» EXERCISES:
**1)** According to the Emmys article, who won last year's award for best lead actor in a drama?
**2)** Write out the passage of the Emmys article that begins with the words containing "By Joel Keller" and ends with "for an Emmy.", copying it word for word.

» DOCUMENT SECTION:
[Start of section]

By Joel Keller | Indiewire August 27, 2014 at 11:07AM
For just about as long as the Emmys have been around, the Television Academy has had a history of giving statuettes out to movie stars. They just love, love, love giving Emmys out to any A-listers or even B-listers who deigned to grace the small screen -- and their humble little awards ceremony -- with their presence. It was pretty much a given that if Al Pacino or Matt Damon or Julia Roberts appeared on TV in some capacity in a given year -- usually in a prestige TV movie on HBO -- they were a lead-pipe cinch for an Emmy.
The reason was simple: the TV folks had an inferiority complex. No matter how good shows on TV got, there seemed to still be a separation between movie stars and TV stars, with the big screen stars being seen as bigger and better than their small screen counterparts, even if the perception was different than the reality. And even during this most recent "golden age" of television, the presence of a current movie star in the nominations list got the Academy members all aflutter. After all, last year's best lead actor in a drama was Jeff Daniels, who put in a good performance in "The Newsroom," but not one that was better than the others who were nominated.
However, Monday night's Emmy ceremony showed that the inferiority complex is finally and mercifully coming to an end. Yes, two former Oscar winners, Kathy Bates and Jessica Lange, won for their turns in "American Horror Story: Coven." But both of their days on the big screen are long in the past. This year, there were plenty of current A-listers on the nomination list, in major categories, and none of them came away with the statuette.

[End of section]

» RECORDS:
[Start of section]

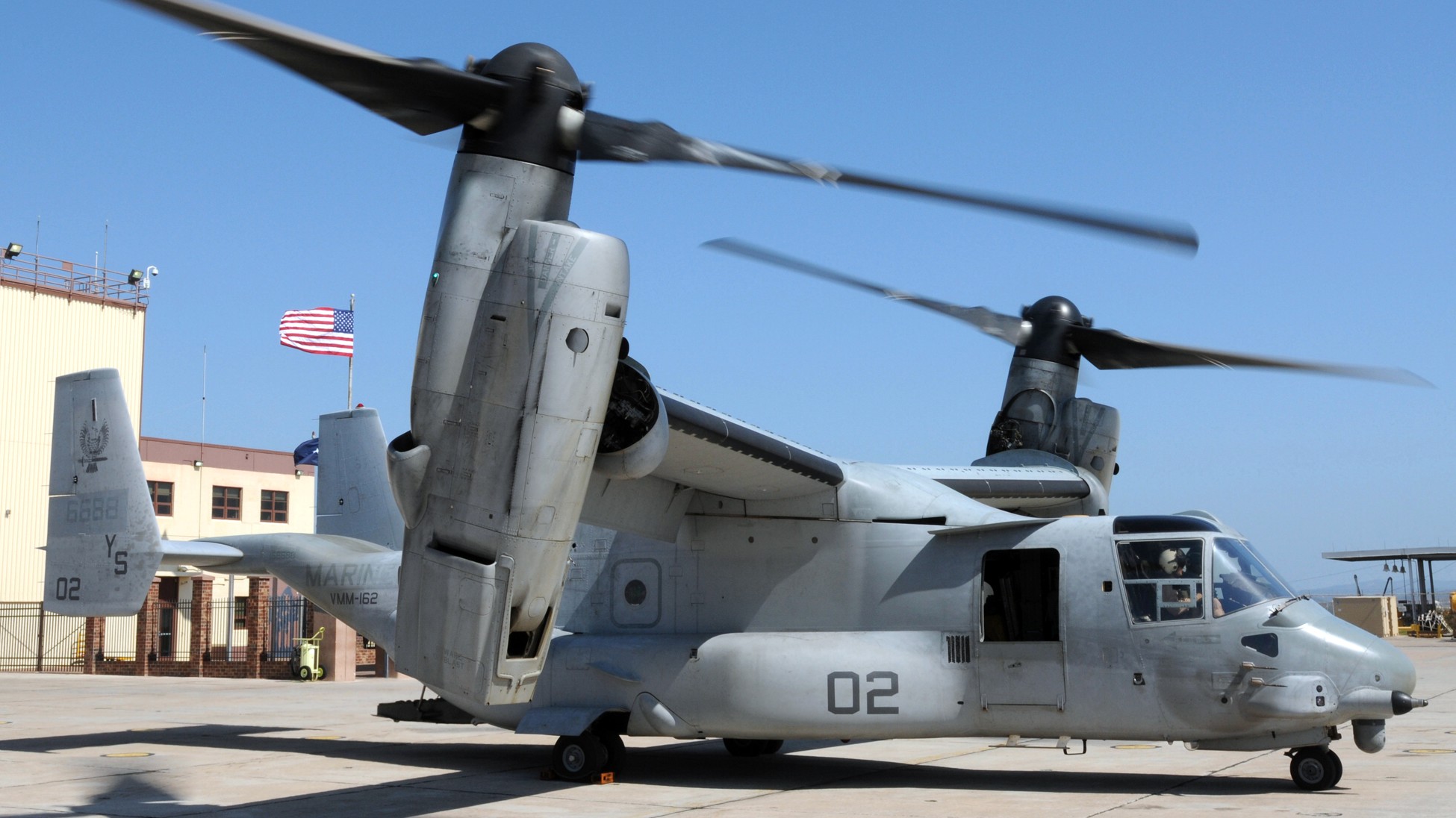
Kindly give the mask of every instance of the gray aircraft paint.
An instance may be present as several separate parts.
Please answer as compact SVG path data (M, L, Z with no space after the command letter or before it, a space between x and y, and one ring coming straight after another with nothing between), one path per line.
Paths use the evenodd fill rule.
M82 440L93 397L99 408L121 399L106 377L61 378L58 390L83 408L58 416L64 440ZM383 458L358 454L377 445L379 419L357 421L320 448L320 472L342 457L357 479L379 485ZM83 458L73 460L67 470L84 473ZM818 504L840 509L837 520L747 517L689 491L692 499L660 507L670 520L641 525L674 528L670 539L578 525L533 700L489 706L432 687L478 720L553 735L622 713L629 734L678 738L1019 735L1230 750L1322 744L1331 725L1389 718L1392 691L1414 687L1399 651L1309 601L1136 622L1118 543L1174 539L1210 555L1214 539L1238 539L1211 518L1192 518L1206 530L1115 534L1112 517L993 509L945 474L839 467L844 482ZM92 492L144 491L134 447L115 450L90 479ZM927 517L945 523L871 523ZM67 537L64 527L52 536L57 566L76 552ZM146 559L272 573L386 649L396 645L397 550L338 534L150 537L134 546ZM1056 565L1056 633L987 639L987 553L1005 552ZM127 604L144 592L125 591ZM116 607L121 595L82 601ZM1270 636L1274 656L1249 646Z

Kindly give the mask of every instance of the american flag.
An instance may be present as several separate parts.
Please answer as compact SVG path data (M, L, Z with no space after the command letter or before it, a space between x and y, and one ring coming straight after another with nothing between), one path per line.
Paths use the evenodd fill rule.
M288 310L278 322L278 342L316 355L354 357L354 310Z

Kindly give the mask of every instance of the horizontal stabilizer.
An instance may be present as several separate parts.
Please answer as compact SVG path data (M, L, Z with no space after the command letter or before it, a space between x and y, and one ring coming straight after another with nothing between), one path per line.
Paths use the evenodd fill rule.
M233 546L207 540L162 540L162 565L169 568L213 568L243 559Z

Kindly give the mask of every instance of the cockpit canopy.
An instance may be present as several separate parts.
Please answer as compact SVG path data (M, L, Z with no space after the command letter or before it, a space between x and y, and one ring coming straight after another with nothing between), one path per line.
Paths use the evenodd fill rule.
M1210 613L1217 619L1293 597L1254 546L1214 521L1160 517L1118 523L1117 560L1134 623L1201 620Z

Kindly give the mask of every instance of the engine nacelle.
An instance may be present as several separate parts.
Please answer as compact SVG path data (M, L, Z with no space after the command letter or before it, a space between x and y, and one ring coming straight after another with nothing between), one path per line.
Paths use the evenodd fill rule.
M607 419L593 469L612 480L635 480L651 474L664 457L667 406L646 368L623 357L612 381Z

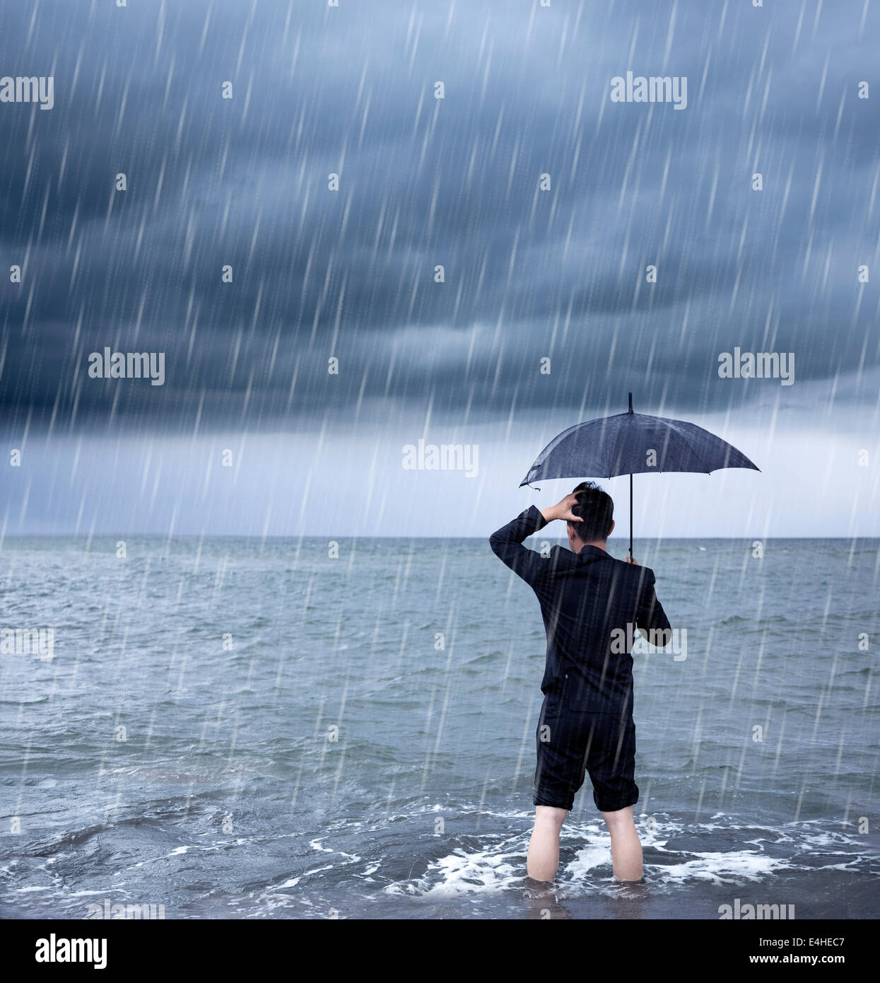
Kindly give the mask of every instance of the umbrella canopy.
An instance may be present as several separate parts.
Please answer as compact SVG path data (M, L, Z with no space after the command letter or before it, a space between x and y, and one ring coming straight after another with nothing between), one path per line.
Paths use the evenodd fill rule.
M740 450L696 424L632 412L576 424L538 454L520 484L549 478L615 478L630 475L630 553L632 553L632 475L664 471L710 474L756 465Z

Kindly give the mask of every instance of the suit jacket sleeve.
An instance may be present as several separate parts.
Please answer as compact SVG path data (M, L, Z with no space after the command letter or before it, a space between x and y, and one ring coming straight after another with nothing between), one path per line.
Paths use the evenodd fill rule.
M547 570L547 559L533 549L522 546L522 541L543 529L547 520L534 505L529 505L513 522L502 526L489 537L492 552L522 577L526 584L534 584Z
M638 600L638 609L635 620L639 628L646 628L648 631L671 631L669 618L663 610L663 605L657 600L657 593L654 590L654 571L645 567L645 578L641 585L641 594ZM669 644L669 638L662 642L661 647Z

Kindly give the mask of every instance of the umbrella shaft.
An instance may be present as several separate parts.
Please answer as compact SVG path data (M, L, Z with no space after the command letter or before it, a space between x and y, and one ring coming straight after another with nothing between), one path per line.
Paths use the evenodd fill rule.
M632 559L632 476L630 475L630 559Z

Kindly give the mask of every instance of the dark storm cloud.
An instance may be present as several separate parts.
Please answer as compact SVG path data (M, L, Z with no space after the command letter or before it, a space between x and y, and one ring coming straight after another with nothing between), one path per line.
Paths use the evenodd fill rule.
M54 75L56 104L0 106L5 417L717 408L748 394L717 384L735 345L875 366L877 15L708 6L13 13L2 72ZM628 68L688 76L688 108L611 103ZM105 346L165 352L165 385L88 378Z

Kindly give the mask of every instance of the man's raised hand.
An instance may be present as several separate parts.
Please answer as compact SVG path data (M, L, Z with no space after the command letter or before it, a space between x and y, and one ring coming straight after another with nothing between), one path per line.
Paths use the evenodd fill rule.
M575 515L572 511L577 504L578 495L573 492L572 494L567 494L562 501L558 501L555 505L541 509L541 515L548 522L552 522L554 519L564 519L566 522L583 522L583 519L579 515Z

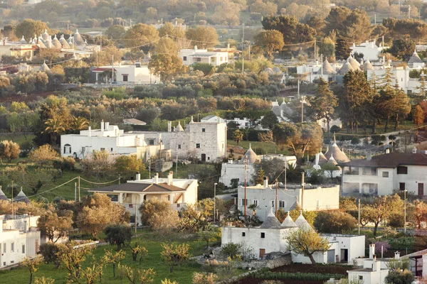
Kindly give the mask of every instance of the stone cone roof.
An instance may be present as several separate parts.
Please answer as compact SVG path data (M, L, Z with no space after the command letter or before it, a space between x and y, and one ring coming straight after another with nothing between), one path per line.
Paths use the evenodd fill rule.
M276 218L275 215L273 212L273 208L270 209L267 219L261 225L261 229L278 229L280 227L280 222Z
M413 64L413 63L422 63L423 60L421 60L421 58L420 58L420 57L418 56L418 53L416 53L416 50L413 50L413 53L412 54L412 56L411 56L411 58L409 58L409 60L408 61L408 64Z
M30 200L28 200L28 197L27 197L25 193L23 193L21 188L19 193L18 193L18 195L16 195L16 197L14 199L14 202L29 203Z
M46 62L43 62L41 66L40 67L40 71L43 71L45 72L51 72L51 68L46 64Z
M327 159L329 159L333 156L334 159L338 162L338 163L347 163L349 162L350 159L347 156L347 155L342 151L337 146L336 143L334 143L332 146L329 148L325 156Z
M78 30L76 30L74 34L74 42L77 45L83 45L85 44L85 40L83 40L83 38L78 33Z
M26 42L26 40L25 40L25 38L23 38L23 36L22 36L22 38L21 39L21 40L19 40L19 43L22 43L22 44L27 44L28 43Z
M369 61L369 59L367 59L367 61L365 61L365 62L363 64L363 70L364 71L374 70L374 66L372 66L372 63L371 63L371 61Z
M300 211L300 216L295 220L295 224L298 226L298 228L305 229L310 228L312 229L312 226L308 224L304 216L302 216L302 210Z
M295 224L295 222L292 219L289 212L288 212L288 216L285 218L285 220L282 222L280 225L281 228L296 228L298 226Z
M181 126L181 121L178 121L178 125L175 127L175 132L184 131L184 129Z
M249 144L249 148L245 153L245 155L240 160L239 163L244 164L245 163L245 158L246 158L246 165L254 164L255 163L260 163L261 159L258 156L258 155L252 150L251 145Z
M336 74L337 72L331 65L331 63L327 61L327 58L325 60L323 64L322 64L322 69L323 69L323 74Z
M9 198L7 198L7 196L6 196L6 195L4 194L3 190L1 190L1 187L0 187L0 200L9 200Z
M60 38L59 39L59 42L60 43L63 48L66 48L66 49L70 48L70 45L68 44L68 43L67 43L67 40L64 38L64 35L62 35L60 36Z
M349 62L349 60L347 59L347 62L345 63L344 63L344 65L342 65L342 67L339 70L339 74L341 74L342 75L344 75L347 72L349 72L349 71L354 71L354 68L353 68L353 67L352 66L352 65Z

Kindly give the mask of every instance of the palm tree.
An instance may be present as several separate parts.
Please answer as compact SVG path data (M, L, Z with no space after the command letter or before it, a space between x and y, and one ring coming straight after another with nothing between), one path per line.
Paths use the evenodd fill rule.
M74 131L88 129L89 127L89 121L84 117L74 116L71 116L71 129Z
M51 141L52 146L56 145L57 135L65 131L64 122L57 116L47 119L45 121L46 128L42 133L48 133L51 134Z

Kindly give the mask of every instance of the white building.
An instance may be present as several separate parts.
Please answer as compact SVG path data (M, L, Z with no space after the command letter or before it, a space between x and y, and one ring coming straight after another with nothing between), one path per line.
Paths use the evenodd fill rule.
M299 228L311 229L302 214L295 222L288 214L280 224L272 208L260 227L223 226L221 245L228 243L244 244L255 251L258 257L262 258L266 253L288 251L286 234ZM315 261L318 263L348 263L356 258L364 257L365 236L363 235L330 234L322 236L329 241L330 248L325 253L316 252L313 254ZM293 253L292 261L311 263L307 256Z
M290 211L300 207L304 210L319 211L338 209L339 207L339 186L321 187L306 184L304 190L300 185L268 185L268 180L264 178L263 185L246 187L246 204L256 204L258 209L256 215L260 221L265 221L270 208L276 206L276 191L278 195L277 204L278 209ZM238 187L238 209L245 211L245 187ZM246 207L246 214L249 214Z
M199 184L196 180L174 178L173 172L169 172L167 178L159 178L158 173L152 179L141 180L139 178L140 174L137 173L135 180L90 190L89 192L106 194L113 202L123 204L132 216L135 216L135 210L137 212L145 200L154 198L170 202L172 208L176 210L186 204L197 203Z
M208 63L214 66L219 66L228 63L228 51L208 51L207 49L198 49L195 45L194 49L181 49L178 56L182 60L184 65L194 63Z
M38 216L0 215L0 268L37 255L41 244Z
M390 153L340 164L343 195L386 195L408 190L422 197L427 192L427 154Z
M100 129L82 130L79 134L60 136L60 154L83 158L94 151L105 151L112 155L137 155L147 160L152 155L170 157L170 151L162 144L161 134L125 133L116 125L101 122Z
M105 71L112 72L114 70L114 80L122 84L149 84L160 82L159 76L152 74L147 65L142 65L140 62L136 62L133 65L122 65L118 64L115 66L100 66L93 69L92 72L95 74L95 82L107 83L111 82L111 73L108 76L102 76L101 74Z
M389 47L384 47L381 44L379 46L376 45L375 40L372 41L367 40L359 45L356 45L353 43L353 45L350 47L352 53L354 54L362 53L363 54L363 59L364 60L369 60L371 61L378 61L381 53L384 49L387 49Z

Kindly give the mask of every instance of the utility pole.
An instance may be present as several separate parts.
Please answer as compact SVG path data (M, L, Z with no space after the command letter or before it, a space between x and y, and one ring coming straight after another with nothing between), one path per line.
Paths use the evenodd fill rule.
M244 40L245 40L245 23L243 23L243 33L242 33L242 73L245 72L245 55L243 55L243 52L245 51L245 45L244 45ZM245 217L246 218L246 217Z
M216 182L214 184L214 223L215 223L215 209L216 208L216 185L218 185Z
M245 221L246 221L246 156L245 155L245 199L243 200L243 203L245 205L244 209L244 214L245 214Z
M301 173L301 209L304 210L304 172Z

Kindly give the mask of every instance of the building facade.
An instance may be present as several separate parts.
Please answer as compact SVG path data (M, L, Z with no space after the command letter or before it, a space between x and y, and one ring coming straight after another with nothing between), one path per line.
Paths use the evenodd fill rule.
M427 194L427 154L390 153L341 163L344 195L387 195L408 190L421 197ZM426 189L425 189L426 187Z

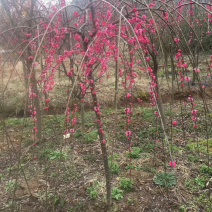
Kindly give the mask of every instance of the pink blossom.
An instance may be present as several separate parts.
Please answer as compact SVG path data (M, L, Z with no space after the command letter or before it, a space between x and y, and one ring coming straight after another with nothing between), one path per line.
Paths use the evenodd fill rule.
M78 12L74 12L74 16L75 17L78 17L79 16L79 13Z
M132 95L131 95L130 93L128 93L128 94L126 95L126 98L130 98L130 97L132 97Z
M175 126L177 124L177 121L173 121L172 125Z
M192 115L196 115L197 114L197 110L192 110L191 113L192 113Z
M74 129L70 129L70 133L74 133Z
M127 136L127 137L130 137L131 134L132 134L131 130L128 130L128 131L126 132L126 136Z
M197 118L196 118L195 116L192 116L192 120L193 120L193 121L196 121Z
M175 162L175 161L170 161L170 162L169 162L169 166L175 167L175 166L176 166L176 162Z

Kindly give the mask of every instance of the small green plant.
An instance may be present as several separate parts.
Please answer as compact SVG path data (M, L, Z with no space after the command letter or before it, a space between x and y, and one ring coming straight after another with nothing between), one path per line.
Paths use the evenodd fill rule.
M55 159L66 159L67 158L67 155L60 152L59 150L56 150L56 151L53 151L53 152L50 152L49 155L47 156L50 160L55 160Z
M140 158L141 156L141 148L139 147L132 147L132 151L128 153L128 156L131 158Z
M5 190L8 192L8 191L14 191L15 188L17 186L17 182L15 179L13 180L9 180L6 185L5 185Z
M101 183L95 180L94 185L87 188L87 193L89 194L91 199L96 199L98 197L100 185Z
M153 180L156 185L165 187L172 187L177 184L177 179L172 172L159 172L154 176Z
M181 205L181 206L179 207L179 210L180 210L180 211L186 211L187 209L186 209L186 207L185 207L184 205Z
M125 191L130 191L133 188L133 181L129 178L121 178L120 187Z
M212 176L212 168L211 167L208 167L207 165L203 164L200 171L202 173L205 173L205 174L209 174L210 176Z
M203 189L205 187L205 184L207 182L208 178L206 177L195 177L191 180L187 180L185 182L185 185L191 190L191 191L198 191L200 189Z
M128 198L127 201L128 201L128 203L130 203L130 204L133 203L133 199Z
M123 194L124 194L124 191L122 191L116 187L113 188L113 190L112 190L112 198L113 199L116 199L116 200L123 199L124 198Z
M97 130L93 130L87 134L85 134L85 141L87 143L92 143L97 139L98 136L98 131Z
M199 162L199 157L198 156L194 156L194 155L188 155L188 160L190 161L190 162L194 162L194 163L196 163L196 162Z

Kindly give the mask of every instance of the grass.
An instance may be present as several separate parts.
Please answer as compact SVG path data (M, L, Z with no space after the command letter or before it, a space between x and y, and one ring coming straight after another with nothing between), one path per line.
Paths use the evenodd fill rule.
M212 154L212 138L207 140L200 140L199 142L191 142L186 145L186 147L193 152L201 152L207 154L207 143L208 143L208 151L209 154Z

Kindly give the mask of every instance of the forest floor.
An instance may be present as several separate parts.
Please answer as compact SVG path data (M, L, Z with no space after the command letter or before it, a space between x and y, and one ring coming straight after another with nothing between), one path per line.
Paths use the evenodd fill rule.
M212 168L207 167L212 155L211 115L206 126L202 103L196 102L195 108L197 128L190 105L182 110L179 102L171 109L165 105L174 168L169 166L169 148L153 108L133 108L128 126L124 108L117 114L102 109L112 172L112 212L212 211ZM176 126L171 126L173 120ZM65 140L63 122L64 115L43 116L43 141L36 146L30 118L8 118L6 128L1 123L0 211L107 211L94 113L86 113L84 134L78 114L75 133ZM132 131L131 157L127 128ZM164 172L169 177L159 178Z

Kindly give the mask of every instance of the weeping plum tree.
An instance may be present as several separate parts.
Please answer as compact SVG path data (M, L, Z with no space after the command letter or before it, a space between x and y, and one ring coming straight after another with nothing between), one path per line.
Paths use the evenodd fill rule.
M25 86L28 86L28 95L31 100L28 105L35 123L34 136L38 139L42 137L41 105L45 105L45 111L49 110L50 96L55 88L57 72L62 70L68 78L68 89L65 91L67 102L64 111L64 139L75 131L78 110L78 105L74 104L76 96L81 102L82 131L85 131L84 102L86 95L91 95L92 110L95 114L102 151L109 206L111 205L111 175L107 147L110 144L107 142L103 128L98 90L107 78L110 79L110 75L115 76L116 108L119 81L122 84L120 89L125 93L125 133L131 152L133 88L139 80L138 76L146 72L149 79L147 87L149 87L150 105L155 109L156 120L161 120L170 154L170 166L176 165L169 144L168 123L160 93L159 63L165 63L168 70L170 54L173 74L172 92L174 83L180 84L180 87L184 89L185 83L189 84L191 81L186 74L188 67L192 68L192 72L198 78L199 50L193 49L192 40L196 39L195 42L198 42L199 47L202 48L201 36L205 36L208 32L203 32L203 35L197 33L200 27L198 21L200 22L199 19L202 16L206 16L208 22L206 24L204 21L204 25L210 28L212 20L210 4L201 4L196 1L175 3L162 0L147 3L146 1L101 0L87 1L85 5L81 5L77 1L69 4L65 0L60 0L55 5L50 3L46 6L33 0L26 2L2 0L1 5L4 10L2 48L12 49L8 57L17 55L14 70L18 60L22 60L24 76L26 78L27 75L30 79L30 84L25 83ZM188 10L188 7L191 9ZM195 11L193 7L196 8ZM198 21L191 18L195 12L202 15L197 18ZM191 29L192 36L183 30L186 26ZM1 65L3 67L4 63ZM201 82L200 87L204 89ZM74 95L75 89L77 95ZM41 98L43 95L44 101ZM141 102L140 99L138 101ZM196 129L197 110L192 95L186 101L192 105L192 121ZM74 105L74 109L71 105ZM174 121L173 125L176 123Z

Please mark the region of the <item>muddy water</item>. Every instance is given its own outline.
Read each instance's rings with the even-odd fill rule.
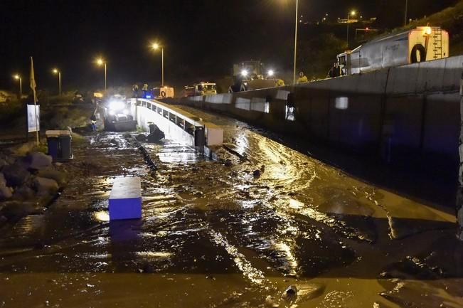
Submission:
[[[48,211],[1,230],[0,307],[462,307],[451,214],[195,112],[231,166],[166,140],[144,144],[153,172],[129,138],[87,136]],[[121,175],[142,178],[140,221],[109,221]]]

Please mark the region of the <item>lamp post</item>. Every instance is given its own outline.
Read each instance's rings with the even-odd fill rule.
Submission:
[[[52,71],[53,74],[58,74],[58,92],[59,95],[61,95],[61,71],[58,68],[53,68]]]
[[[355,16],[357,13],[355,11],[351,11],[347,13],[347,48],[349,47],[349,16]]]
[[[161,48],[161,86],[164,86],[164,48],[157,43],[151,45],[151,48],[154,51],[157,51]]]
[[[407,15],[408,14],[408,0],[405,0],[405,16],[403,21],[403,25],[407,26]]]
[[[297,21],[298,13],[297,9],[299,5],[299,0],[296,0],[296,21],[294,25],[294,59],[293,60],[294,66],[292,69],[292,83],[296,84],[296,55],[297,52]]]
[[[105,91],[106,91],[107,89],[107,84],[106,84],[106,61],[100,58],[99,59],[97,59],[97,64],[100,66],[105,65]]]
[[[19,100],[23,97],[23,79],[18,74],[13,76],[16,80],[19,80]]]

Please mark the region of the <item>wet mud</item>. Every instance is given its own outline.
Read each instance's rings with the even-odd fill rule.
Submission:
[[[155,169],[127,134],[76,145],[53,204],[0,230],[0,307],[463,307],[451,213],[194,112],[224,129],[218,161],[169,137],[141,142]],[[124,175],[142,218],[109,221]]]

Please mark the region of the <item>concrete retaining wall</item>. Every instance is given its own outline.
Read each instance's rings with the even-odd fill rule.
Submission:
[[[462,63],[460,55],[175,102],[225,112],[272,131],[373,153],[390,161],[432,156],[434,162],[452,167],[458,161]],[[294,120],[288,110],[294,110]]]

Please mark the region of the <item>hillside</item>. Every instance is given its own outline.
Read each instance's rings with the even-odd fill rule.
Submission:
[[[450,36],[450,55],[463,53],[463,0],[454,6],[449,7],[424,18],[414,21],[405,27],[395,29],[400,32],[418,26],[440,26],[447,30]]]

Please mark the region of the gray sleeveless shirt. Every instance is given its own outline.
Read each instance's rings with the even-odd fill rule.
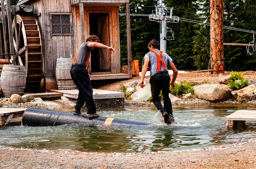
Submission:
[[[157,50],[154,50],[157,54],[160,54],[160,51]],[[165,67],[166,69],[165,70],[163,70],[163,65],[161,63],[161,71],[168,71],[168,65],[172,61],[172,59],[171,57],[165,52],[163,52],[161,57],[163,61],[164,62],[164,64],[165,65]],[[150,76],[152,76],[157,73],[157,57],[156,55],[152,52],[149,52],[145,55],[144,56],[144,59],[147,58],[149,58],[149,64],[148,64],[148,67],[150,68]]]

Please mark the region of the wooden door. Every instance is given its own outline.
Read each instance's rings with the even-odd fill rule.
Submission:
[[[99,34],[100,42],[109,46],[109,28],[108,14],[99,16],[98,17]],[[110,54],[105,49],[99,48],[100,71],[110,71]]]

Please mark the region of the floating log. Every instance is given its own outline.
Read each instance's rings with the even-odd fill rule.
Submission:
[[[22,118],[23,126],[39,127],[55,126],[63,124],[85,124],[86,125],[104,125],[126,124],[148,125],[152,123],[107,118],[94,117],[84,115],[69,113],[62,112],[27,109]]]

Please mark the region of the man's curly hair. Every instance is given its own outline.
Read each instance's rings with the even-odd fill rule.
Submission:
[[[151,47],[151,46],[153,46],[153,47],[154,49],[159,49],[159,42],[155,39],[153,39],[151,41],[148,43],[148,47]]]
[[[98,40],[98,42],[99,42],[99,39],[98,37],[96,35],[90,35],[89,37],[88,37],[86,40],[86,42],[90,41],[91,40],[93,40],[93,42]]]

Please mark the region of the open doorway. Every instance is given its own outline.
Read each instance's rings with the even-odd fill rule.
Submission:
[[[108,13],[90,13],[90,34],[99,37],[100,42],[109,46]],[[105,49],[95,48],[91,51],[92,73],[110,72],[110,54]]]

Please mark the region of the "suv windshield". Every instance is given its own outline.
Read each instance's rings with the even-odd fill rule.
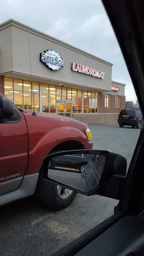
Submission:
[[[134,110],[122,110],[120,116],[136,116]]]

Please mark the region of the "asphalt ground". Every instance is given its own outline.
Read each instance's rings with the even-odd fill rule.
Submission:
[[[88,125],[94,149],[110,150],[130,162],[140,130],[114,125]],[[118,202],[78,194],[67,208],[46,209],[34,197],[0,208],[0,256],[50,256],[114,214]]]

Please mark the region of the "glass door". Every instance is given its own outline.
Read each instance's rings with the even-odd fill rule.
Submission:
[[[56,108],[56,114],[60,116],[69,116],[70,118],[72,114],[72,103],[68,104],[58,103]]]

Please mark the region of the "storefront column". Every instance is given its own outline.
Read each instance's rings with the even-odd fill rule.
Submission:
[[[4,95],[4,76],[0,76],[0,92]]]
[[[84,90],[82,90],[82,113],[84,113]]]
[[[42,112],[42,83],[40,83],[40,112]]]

[End of section]

» EXERCISE SOLUTIONS:
**1)** Jeff Daniels won it for "The Newsroom."

**2)**
By Joel Keller | Indiewire August 27, 2014 at 11:07AM
For just about as long as the Emmys have been around, the Television Academy has had a history of giving statuettes out to movie stars. They just love, love, love giving Emmys out to any A-listers or even B-listers who deigned to grace the small screen -- and their humble little awards ceremony -- with their presence. It was pretty much a given that if Al Pacino or Matt Damon or Julia Roberts appeared on TV in some capacity in a given year -- usually in a prestige TV movie on HBO -- they were a lead-pipe cinch for an Emmy.